━━ Material to process ━━

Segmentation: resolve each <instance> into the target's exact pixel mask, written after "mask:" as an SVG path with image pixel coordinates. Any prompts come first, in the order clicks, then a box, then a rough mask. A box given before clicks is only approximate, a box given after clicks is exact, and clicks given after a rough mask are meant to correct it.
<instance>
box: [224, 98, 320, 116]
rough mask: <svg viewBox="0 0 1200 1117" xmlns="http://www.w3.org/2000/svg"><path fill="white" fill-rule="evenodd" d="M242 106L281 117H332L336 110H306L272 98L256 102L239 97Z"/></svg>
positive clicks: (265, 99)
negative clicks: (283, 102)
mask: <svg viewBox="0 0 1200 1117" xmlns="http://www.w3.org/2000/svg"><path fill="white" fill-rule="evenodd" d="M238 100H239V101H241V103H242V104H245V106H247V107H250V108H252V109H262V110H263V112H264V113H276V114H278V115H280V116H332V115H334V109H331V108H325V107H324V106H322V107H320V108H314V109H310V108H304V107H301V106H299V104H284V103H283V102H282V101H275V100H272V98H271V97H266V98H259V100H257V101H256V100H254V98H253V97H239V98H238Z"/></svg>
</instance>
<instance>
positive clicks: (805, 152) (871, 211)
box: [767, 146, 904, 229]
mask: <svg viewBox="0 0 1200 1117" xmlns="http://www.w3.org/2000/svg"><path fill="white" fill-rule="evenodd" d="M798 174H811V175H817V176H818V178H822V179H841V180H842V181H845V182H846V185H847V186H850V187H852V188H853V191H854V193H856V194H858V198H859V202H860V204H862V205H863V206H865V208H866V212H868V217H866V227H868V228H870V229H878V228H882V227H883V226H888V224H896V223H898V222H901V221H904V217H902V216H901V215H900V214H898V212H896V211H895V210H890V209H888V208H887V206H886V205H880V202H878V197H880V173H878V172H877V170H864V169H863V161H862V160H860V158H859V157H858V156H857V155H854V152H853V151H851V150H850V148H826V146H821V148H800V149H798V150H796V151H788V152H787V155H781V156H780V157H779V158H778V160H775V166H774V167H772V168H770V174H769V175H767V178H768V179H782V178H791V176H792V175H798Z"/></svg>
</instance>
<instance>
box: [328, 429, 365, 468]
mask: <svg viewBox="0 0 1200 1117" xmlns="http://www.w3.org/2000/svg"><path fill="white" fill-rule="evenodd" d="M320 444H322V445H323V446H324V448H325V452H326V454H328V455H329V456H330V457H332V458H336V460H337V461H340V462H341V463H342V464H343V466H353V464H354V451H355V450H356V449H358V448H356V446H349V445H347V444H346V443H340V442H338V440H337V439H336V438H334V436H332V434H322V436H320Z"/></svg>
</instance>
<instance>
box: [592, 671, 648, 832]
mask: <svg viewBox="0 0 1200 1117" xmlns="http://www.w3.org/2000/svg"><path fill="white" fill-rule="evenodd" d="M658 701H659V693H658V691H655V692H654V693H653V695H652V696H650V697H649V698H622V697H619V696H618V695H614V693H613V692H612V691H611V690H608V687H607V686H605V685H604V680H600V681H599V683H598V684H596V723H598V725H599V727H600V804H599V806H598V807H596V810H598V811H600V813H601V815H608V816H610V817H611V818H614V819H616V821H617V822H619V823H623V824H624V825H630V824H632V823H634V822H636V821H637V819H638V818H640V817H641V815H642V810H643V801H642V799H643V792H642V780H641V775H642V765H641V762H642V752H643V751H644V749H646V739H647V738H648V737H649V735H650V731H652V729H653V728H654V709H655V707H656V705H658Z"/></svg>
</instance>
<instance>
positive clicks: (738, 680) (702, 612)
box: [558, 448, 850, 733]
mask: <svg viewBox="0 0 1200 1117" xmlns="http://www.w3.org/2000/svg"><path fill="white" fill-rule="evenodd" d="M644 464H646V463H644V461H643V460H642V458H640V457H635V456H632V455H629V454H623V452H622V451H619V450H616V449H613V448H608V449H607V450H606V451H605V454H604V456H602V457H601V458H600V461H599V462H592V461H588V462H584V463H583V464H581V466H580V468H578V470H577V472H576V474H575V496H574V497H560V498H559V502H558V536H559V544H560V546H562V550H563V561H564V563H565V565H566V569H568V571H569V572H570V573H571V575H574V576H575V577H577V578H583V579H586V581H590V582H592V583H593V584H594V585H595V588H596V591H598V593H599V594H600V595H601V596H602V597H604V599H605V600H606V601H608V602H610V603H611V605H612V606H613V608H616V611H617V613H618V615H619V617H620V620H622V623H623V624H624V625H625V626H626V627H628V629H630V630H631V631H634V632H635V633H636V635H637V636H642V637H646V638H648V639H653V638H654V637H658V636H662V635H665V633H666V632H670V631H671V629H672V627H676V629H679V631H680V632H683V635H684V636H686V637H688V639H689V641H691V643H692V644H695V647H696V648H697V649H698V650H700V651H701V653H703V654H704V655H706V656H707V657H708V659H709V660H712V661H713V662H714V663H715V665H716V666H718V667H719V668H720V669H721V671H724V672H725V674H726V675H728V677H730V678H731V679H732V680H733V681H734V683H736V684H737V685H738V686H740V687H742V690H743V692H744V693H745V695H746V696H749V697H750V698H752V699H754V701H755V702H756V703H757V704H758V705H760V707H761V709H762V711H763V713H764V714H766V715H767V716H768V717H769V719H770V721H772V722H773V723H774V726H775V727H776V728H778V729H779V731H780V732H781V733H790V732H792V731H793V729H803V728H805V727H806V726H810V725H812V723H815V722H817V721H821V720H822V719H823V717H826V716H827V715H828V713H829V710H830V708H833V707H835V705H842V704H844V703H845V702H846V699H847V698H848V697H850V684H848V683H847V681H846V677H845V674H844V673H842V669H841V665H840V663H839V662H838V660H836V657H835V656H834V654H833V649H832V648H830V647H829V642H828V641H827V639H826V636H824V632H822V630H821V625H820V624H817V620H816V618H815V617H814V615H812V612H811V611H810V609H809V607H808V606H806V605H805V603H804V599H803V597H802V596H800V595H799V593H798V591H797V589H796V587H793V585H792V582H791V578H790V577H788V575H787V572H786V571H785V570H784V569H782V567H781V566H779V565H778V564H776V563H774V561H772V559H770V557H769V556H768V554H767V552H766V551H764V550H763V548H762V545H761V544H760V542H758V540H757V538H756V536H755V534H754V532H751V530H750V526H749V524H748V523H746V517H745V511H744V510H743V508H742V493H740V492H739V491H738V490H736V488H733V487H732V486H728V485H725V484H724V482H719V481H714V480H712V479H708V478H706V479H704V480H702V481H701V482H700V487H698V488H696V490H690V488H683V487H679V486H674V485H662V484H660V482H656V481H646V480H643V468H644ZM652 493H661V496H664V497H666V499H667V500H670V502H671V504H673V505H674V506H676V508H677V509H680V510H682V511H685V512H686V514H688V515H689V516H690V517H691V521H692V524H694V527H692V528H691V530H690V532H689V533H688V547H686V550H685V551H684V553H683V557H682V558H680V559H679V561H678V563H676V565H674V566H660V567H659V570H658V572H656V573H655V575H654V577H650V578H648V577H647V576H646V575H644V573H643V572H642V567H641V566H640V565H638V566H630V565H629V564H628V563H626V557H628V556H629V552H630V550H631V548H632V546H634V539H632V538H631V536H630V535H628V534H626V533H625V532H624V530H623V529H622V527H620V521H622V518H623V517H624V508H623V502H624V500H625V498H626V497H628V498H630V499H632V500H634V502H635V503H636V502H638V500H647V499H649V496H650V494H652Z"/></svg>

━━━

Go through the records line by line, and copy each line that holds the string "positive".

positive clicks: (265, 99)
positive clicks: (805, 152) (871, 211)
positive clicks: (738, 680) (702, 612)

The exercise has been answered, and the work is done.